WHAT THE TASK ASKS: The answer is every line of the records that holds the word "clicks", copied in full.

Stored data:
-=-=-

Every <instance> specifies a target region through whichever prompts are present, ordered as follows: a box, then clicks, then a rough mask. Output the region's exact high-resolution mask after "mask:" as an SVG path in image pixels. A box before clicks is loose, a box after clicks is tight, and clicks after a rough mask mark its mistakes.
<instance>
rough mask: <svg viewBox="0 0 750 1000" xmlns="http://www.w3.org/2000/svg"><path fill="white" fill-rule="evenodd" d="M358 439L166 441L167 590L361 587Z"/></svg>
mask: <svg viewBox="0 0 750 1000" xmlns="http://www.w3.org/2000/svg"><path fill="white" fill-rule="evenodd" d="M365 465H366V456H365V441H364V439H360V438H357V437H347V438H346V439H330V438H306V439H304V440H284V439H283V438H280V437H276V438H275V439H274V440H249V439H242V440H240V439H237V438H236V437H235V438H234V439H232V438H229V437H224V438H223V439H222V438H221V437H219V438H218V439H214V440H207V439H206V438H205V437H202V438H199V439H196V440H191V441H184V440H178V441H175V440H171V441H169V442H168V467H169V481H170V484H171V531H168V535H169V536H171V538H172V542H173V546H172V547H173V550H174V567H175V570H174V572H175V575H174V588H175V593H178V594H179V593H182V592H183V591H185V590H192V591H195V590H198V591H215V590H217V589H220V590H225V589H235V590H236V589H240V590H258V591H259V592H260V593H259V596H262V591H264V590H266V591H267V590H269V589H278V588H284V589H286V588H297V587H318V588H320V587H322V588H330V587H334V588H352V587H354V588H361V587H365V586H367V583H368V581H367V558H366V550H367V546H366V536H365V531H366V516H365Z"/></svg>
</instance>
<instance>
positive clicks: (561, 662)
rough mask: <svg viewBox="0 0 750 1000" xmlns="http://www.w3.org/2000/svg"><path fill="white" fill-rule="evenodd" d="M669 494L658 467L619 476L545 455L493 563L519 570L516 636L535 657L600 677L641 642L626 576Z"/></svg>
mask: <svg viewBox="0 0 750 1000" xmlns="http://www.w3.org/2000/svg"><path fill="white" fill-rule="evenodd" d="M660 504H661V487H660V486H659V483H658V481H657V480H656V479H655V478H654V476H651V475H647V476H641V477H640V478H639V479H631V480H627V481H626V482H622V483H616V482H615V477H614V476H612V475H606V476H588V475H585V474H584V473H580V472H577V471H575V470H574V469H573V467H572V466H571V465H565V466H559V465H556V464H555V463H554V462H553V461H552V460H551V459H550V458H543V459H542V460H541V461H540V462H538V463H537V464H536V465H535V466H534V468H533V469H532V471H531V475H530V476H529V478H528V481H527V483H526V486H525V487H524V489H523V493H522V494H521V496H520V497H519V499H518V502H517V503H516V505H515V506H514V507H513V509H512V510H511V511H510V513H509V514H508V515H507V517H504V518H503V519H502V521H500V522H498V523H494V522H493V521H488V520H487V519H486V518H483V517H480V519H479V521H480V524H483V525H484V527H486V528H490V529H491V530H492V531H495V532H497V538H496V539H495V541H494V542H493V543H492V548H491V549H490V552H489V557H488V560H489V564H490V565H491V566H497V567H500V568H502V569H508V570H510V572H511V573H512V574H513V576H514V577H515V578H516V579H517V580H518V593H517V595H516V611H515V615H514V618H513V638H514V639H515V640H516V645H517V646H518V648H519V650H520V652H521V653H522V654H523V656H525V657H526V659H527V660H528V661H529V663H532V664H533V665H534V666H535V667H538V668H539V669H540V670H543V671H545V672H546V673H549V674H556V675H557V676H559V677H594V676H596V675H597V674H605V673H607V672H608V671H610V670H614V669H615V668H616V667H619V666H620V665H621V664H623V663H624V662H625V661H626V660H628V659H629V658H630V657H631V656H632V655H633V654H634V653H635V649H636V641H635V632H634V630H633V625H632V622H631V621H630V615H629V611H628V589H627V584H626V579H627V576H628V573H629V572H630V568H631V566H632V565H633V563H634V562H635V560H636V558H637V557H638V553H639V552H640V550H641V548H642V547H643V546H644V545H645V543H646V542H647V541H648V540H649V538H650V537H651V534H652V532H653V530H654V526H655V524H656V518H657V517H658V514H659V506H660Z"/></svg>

-=-=-

COMPLETED EXERCISE:
Every <instance> specifies a target region through whichever prompts are present, ordered as follows: a box, then clicks, then a rough mask. Output the region's exact high-resolution mask after "mask:" as an SVG path in image pixels. A box before clicks is loose, a box after clicks is tight, and clicks after a rough mask mark its mistakes.
positive clicks: (561, 662)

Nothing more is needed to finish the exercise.